What needs to be done
Only the text belongs in the copy: repeat each record exactly, without pictures.

Material shown

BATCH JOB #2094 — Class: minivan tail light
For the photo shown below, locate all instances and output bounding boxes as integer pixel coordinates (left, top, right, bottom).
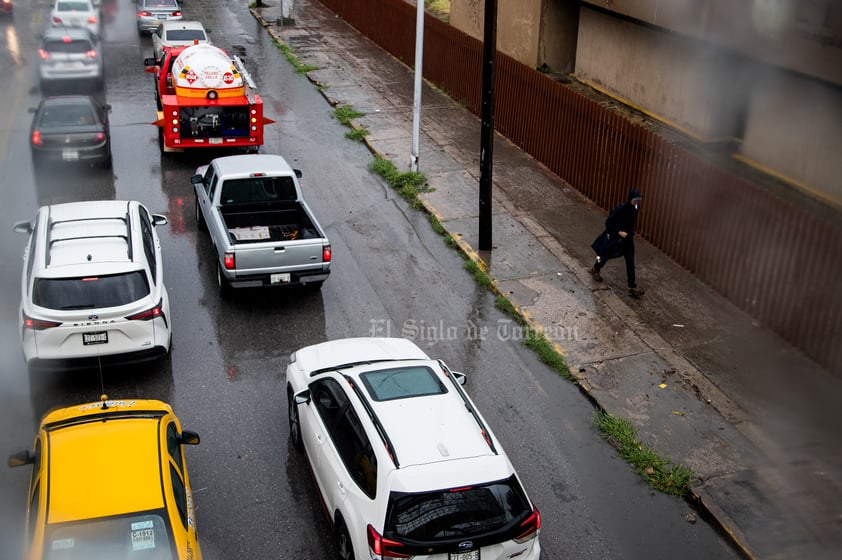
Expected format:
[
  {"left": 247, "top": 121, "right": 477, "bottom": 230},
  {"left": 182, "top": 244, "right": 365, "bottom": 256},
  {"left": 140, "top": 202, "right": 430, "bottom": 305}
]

Answer area
BATCH JOB #2094 — Class: minivan tail light
For the photo shown below, locate all instances and output bounding boxes as integer pixel coordinates (left, top, right, bottom).
Expected format:
[
  {"left": 247, "top": 121, "right": 477, "bottom": 230},
  {"left": 182, "top": 244, "right": 365, "bottom": 256},
  {"left": 140, "top": 202, "right": 430, "bottom": 305}
]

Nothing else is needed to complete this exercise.